--- start TEXT TO READ ---

FORBES: I think instead of just focusing on a few individuals who have opinions that you might find fun at a bar on Saturday night, or not, the real problem in the economy today is the lack of upward mobility. Median incomes today are lower than they were five years ago. This is the worst recovery in American history from a sharp economic downturn, and, unfortunately, government policies, including those of the Federal Reserve, have made this situation worse, not better.

CROWLEY: And Austan, you know, as you know, the income disparity is all the rage now, particularly in Democratic circles as they push a number of initiatives, and I think Steve sort of hits the points that Republicans are making, which it's not about income disparity, it's about opportunity disparity. Has this been poorly packaged?

GOOLSBEE: Well, I don't know if it's an issue to be packaged. I think I agree with Steve that the most important thing is that we get the growth rate of the economy up. Fundamentally, I think what has happened, the reason the recovery now we're getting a little bit of momentum, but the reason it's been so slow is we had a bubble. The main drivers of growth of the 2000s were fundamentally not sustainable and false, and if the economy can't go back to doing what it was doing before the recession began, if it has to shift industries and shift geographies, that takes a long time. But, you know, the sympathy for guys who believe that they are victims of the Holocaust because their valet did not get their car fast enough, I mean, that's kind of goofiness.

--- end TEXT TO READ ---

> WHAT YOU NEED TO DO
1. In the interview transcript, swap "Saturday night" for "Friday night" and give the passage between "FORBES: I think" and "worse, not better.", inclusive.
2. Condense the paragraph in the interview transcript that begins "Well, I don't know if it's an issue to be packaged" into a short bulleted list that keeps its main points.
3. Continue the interview transcript from its last sentence.

--- start DATA ROWS ---

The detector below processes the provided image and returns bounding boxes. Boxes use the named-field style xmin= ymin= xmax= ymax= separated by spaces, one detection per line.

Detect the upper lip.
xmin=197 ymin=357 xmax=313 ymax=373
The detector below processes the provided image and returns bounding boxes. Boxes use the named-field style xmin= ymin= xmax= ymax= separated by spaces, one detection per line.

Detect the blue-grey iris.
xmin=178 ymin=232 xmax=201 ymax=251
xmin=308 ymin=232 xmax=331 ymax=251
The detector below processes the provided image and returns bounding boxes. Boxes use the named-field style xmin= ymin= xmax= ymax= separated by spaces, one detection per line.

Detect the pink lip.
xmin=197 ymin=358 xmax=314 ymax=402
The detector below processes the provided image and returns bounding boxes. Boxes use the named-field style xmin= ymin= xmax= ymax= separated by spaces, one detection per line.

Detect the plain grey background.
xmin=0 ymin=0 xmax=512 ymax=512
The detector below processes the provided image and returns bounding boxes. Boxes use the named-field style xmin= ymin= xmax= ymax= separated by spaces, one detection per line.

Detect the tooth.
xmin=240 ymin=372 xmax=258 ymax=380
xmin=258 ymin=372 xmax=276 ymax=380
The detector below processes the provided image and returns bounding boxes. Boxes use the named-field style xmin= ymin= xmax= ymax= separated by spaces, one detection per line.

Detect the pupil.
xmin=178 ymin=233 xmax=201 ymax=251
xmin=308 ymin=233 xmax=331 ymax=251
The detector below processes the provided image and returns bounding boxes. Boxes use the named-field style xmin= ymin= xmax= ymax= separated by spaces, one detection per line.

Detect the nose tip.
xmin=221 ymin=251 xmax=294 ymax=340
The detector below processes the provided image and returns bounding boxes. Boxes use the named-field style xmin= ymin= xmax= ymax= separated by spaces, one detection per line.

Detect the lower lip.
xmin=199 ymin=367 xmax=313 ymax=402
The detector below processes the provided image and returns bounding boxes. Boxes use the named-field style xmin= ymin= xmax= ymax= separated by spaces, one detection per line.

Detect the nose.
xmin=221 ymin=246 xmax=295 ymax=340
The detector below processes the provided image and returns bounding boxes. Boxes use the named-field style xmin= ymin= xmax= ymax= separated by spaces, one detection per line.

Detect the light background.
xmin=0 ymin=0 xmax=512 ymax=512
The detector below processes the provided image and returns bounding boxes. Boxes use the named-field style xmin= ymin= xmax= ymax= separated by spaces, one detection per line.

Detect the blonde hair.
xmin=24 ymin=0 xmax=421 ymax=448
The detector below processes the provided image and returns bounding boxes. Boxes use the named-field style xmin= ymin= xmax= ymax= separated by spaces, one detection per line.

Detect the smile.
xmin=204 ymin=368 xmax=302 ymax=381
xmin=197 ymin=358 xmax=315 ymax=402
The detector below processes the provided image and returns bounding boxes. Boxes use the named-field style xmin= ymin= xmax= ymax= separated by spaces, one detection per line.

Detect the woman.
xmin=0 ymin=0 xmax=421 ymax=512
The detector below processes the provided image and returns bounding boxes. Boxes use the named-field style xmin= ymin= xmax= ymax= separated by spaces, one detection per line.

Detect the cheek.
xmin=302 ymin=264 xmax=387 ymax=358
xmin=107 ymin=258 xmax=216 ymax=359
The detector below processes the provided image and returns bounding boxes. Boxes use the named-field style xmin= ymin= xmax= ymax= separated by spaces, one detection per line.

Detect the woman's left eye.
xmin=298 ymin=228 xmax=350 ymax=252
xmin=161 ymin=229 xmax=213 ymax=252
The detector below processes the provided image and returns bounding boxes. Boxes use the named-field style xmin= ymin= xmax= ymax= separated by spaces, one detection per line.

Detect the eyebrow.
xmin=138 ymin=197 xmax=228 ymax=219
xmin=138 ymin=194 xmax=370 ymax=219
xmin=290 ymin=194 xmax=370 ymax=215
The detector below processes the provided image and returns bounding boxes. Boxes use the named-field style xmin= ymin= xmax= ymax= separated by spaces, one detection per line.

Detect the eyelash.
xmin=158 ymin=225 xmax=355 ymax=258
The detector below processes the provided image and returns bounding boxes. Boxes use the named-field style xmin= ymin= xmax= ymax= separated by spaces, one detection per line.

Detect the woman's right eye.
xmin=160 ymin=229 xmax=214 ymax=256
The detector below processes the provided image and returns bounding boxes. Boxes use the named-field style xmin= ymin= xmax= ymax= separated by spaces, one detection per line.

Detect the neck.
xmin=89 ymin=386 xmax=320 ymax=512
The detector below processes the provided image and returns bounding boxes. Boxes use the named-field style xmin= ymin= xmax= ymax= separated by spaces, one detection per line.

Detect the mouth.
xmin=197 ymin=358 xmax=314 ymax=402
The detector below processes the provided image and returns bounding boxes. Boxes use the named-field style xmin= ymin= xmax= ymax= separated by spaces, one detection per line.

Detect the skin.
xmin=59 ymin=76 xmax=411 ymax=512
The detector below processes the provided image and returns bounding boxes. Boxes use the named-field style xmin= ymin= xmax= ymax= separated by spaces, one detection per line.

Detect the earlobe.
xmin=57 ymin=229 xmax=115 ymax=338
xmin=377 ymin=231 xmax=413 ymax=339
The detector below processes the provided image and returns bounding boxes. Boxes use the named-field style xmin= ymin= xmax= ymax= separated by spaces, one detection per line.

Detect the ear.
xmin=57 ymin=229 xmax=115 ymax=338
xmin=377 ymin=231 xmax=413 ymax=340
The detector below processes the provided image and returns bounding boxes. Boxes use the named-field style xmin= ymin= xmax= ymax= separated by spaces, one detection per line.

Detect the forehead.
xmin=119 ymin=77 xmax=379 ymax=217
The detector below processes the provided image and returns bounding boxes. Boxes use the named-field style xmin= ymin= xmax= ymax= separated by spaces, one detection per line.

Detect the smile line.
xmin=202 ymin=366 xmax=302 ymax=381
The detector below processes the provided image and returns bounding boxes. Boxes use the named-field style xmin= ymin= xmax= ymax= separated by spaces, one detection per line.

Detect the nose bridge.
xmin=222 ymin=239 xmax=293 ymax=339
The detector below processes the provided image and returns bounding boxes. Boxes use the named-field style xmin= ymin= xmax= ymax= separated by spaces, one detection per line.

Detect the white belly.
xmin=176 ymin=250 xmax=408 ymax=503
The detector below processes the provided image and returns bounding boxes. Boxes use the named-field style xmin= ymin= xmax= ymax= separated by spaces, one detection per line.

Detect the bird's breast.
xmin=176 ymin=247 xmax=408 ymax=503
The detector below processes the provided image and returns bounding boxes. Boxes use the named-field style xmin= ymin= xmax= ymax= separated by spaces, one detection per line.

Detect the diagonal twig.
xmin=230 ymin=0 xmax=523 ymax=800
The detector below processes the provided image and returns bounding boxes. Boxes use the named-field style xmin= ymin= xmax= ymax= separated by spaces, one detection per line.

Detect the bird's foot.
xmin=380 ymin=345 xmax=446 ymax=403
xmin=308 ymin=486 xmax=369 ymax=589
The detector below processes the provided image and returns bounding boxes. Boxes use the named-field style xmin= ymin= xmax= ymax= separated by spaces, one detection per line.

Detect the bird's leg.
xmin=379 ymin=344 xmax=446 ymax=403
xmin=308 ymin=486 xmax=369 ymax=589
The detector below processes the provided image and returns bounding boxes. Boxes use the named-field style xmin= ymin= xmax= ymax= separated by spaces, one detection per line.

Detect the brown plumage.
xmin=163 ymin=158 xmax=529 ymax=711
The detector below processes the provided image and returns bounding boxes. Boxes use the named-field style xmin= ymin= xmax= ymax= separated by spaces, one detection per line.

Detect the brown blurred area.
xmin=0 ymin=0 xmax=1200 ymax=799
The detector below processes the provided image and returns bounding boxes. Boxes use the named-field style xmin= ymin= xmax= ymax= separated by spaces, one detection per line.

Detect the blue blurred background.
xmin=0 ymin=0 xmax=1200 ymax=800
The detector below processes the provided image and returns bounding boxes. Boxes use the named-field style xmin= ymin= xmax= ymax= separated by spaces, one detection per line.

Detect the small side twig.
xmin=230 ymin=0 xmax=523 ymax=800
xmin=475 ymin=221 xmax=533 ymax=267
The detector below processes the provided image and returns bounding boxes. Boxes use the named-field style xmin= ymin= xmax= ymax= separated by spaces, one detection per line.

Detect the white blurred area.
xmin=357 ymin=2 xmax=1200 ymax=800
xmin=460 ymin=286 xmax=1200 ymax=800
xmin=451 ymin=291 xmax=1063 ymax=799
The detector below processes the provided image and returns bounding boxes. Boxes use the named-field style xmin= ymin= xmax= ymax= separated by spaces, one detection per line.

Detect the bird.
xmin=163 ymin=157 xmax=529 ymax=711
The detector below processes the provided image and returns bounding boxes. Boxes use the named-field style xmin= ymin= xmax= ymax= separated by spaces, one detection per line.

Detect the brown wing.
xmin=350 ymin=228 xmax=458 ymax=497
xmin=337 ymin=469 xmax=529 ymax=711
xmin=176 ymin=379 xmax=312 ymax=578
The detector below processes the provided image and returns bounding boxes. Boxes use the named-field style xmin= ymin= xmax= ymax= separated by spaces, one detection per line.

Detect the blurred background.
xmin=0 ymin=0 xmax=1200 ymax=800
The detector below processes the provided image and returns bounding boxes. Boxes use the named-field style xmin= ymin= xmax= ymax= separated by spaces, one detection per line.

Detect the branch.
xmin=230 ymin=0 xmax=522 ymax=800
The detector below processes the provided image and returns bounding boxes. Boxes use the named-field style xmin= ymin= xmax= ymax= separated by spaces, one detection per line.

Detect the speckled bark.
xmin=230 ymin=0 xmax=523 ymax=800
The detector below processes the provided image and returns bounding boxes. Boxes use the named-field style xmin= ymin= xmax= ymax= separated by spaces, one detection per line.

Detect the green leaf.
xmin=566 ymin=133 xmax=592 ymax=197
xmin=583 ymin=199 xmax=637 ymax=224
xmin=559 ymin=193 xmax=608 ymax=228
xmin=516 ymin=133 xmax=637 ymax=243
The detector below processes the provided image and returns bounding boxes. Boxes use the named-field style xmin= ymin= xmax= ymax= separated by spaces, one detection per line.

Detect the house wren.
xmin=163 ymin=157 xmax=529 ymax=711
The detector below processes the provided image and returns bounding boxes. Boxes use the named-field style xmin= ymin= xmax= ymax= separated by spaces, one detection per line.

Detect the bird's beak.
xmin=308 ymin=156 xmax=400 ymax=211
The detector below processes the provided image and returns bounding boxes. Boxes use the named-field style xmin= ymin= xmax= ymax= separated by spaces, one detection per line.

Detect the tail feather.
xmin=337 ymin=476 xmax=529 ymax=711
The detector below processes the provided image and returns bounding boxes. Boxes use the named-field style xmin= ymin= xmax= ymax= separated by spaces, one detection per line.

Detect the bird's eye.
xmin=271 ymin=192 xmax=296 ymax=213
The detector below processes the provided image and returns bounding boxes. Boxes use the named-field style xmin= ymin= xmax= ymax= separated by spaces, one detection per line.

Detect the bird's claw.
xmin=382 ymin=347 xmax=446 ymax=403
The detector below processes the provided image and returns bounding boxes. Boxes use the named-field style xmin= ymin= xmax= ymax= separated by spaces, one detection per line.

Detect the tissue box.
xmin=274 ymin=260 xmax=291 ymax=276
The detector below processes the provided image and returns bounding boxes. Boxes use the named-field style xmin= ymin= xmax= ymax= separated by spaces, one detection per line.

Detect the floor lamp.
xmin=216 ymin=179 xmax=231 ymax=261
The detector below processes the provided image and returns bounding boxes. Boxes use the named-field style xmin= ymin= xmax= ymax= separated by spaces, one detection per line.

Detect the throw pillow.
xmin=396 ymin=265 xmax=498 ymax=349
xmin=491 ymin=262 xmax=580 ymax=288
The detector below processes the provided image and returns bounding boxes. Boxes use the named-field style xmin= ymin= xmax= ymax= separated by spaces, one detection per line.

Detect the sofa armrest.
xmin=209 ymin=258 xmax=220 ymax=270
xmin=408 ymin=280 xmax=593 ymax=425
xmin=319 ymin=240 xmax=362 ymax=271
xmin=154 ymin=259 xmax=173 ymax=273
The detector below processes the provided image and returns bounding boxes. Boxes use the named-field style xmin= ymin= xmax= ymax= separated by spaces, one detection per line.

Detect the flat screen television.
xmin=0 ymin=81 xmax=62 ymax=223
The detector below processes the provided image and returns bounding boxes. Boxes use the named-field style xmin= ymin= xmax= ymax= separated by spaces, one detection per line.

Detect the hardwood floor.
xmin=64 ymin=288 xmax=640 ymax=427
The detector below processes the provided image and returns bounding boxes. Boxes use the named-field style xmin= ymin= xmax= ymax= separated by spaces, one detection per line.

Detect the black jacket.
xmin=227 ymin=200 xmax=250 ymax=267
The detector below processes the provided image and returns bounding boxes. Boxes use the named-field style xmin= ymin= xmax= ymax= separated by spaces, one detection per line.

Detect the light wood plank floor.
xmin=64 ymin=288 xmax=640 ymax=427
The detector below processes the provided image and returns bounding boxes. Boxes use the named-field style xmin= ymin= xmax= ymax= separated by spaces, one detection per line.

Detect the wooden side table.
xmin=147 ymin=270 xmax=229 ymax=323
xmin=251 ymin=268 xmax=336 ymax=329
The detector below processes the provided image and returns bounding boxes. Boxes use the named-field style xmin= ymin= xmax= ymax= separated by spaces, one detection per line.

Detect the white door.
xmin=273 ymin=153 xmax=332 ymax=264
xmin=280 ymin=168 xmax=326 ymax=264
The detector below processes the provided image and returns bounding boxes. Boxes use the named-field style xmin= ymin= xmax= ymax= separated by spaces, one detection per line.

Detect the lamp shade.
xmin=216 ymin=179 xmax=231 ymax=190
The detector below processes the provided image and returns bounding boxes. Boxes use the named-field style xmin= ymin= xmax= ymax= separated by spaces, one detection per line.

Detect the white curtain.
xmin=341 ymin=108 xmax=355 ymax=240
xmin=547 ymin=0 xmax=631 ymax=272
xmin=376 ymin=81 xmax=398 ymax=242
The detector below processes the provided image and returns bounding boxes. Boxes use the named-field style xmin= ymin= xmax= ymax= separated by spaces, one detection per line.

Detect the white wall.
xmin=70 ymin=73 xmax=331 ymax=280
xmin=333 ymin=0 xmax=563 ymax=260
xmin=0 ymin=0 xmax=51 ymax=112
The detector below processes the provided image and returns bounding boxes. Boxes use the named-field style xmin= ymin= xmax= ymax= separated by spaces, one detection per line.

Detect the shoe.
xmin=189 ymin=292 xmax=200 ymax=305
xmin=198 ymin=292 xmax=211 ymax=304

--- end DATA ROWS ---

> ANSWERS PROVIDED
1.
FORBES: I think instead of just focusing on a few individuals who have opinions that you might find fun at a bar on Friday night, or not, the real problem in the economy today is the lack of upward mobility. Median incomes today are lower than they were five years ago. This is the worst recovery in American history from a sharp economic downturn, and, unfortunately, government policies, including those of the Federal Reserve, have made this situation worse, not better.

2.
- Goolsbee doubts it's an issue of packaging and agrees with Steve that raising the economy's growth rate matters most.
- The recovery is gaining some momentum, but it has been slow because of a bubble.
- The main growth drivers of the 2000s were unsustainable and false.
- If the economy must shift industries and geographies instead of returning to its pre-recession pattern, that takes a long time.
- He calls it goofiness when some compare themselves to Holocaust victims because their valet was slow to bring their car.

3.
CROWLEY: And certainly at the side of the debate about the economy, I think you heard in our open that there is some debate about what kind of recovery this is. Have the basics of what fuels the U.S. economy changed since recovery began or since the recession, Steve?

FORBES: Well, in any vibrant economy, you're always going to get a change of new industries, new companies coming along. Remember in the 1970s, I'm old enough to remember back then, Microsoft, Apple, Amgen, FedEx and other companies were tiny babies then and became the giants they are today. So you're always getting that kind of shift, but what's remarkable about this recovery is that we haven't had a sharp upturn. We saw in the 1970s, a terrible decade, but after we got things straightened out in the early '80s, by golly, the economy took off. So you get a sharp downturn, you always get a sharp upturn, and we're not getting that this time. And the Federal Reserve has been practicing trickle-down economics. They messed up the credit markets, which hurt credit accession for small and new businesses, which are the job creators, and try to prop up the stock market, which guess what, helps upper-income people. And yet the Democrats gave a bye to Ben Bernanke and put in Janet Yellen as the successor to Ben Bernanke, practicing a policy that hurt credit markets and hurt job creators, the new businesses.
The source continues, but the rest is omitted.